_Short exercise A_:
Using the article on the Fukushima floating wind farm, answer these questions:
(i) How many additional floating structures are to be added over time?
(ii) What average maritime wind speed did the anemometer data off Iwaki City show?
(iii) In which department is Takeshi Ishihara a professor?
_Short exercise B_:
Rewrite the stretch of the article on the Fukushima floating wind farm from "Japan’s windswept islands" through "of wind power.", swapping "Ishihara" for "the professor".
_Short exercise C_:
Carry on the article about the Fukushima floating wind farm from the point at which it stops.

_Page_:

Harvesting the Winds of Fukushima
Japan to Build World’s First Floating Wind Farm
Graduate School of Engineering
The University of Tokyo (Todai), together with a group of major Japanese corporations, including Marubeni Corporation, Mitsubishi Corporation, Mitsubishi Heavy Industries, IHI Marine United, Mitsui Engineering & Shipbuilding, Nippon Steel Corporation, Hitachi, Furukawa Electric and Shimizu Corporation, are planning to build a large-scale floating offshore wind farm that will be the largest facility of its kind in the world. The project, based on research started ten years ago at Todai, is part of the Ministry of Economy, Trade and Industry’s effort to boost Japan’s renewable energy resources and revitalize the Tohoku regional economy in the wake of the devastating 11 March 2011 earthquake and tsunami that struck the northeast coast of Japan, and which has led to the shutdown of all the country’s 54 nuclear reactors.
The group will initially construct one 2 MW (megawatt) and two 7 MW wind turbines on floating platforms situated off the coast of Fukushima Prefecture, one of the areas hardest hit by the earthquake and tsunami, and also near the site of the stricken Daiichi nuclear plant that triggered the current nuclear shutdown. Over time 140 additional floating structures will be added with the goal of creating a 1 GW (gigawatt) wind farm by 2020.
The central figure behind the plan is Takeshi Ishihara, a professor in the Department of Civil Engineering at Todai’s Graduate School of Engineering, and a specialist in wind energy. As the plan’s evangelist, he is quick to point out that “The capacity of wind power in the world in 2011 was about 238GW —more than the 204GW combined capacity of Japan’s ten power companies in 2009.”
Japan’s windswept islands
Despite the fact that Japan is an archipelago and therefore open to the seas all along its vast coastline, Ishihara faced a struggle to get private corporations interested in his ideas because of lack of data on the feasibility of the project, concerns over the perceived high costs involved and the inherent variability of wind power.
To bolster his argument, he employed a computer simulation based on previous meteorological data that demonstrated Japan’s offshore wind power inventory (the amount of energy that potentially could be used) could amount to as much as 1570 GW — roughly eight times the current capacity of Japan’s power companies. He also used data collected over a period of two years from an anemometer on a platform located on a natural gas field off the coast of Fukushima’s Iwaki City. This data showed that maritime wind speeds averaged 7.4 m/s (meters per second), with monthly maximum mean wind speed exceeding 9 m/s. By comparison, the average wind speed on land is only around 4.3 m/s. Given the amount of power that can be generated is proportional to the cube of the wind speed, this indicated that the potential offshore wind power would be at least 5 times that of the land figure.
Although Japan’s territorial waters rank sixth in the world in terms of size, topographically the Japanese coast is surrounded by a continental shelf with depths of between 50 and 200 meters, beyond which the seas abruptly cut away to very deep water—including the Mariana Trench to the south. Most offshore wind turbine platforms, however, are of the fixed-bottom type and are found in shallow waters. These are platforms with bases attached to the sea floor, so when the depth of water exceeds 50 meters, construction costs soar, making these facilities unsuitable for the Japanese coast.

_Data extract_:
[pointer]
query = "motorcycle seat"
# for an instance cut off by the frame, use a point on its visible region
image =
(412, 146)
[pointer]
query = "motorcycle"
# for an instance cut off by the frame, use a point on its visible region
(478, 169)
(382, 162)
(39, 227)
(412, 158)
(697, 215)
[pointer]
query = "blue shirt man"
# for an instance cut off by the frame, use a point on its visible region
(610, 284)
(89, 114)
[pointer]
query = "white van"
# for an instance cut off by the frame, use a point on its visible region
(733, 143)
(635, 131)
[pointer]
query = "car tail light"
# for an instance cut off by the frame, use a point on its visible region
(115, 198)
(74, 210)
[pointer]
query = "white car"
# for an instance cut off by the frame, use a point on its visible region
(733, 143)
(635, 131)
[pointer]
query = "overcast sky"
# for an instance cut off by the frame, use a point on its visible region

_Output A_:
(i) 140
(ii) 7.4 m/s (meters per second)
(iii) The Department of Civil Engineering at Todai's Graduate School of Engineering

_Output B_:
Japan’s windswept islands
Despite the fact that Japan is an archipelago and therefore open to the seas all along its vast coastline, the professor faced a struggle to get private corporations interested in his ideas because of lack of data on the feasibility of the project, concerns over the perceived high costs involved and the inherent variability of wind power.

_Output C_:
Japan’s advanced technologies
But at Todai, Ishihara was conducting research into another kind of offshore wind turbine facility: the floating type. Instead of relying on rigid foundations, these floating platforms are anchored to the seabed via mooring lines. The costs of this type of facility are similar even when the water below them is 100 or 200 meters deep, which makes them suitable for the seas surrounding Japan.
Success in floating offshore wind power requires the efforts of a number of industries and fields, and Ishihara worked with Todai researchers in areas as diverse as shipbuilding, engineering, electronics and marine environment. Progress was made, for he says even the companies that had initially expressed reluctance in conducting joint research came round to recognizing the possibilities of offshore wind power, particularly once they had analyzed the wind speed data obtained from the offshore site near Iwaki City.
“As a result, all these companies began to cooperate with each other,” says Ishihara. “And consequently, we’ve now established a research project that aims to make offshore wind power commercially viable.”
Japanese manufacturers already have an excellent track record in producing machinery and equipment such as generators and bearings of wind turbines used in wind power projects around the world. Japan also excels in shipbuilding technologies, another essential part of building floating offshore wind farms. “Creating a successful floating wind farm will depend not only on the wind and suitability of the location,” says Ishihara, “but also on the technologies employed, and in this regard, we have more than an adequate foundation to build on.”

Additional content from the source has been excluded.